# Was sollte ein Notebook alles haben.



## Anonymous (14 Juli 2005)

Hallo.

Ich sollte für die Firma mich um ein Notebook kümmern.
Und nun meine Frage:
Welch Ausstatung sollte ein Notebook haben wenn es für S5 , S7 und ProToul benötigt wird.

Danke und schöne Grüsse


----------



## SPS Markus (14 Juli 2005)

Hi,

Bitte die "Suchen" Funktion des Forum verwenden. Trag mal Notebook ein. 

Markus


----------



## Lars Weiß (2 August 2005)

Dell D610

mit 3 Jahren Vor-Ort-Service diesen Monat für 753 Euros zu haben !


----------



## MatMer (9 August 2005)

Wichtig ist wahrscheinlich die RS232 Schnittstelle die neuere Notebooks der günstigen Preiskategorie nicht mehr haben.

§ Rohdaten:
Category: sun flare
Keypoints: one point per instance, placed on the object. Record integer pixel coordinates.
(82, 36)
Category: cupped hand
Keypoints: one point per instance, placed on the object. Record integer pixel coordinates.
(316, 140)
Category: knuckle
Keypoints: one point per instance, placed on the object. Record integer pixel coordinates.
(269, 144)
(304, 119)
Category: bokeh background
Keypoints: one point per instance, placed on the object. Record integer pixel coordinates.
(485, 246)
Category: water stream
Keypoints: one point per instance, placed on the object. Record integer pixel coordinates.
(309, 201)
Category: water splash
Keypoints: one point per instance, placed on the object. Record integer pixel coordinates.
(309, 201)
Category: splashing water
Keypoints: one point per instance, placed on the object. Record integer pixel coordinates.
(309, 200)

==

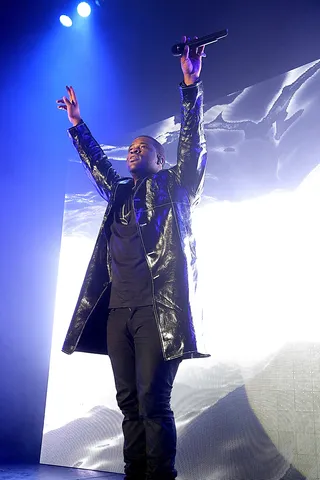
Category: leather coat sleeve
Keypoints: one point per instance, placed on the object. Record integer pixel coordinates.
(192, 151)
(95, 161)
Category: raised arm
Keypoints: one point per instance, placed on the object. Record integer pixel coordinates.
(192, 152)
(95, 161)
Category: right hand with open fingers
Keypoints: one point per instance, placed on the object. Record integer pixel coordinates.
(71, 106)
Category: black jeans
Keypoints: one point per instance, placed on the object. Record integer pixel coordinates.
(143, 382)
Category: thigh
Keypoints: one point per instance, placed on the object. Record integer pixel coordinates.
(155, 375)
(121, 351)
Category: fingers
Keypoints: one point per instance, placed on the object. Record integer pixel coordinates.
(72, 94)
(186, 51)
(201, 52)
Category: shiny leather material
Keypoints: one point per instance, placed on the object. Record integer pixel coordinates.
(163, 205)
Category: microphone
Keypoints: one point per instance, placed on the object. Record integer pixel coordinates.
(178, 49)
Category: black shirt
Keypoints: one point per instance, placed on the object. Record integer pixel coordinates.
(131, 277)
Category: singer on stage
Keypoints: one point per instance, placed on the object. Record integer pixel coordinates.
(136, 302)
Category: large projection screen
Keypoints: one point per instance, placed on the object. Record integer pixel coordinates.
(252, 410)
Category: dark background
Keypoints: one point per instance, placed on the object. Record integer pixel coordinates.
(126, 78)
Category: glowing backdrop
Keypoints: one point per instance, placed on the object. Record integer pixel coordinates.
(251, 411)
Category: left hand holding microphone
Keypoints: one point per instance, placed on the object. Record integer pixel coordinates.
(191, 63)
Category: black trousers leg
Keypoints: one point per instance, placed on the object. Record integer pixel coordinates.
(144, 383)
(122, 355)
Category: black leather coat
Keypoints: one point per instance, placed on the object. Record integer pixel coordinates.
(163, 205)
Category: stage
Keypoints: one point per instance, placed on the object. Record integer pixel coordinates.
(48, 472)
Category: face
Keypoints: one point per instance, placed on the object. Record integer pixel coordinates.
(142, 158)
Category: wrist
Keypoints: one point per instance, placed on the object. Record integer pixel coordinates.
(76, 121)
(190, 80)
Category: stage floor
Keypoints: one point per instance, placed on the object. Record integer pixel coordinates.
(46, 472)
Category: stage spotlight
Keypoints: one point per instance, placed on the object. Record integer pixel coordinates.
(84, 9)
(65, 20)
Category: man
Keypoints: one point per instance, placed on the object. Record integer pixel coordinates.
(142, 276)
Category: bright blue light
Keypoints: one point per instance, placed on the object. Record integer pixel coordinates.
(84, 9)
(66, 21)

§ Übungsaufgabe 1: Schreiben Sie aus dem Thread zur Notebook-Ausstattung den Teil ab, der mit den Worten „Und nun meine“ beginnt und mit „Markus (14 Juli 2005)“ endet.
§ Übungsaufgabe 2: Schreiben Sie den Thread zur Notebook-Ausstattung ab seinem letzten Satz weiter.
Die Einträge stammen aus einer anderen Quelle als der Thread zur Notebook-Ausstattung.

§ Richtige Antwort 1:
Und nun meine Frage:
Welch Ausstatung sollte ein Notebook haben wenn es für S5 , S7 und ProToul benötigt wird.

Danke und schöne Grüsse


----------



## SPS Markus (14 Juli 2005)

§ Richtige Antwort 2:
Und eigentlich sind die Notebooks die angeboten werden so ausgestattet das man sowieso nicht zu wenig haben kann, vielleicht lieber jetzt ein wenig mehr investieren und ein schnellers und besseres kaufen das dann auch ein paar Jahre ausreicht.


----------



## Heinz (9 August 2005)

Hallo,
ich halte folgensdes für wichtig:
1.) V24-Schnittstelle
2.) USB-Schnittstelle
3.) großes Display
4.) Viel RAM (min 512MB) 1GB wird schon häufig gefordert (Protool zwar noch nicht)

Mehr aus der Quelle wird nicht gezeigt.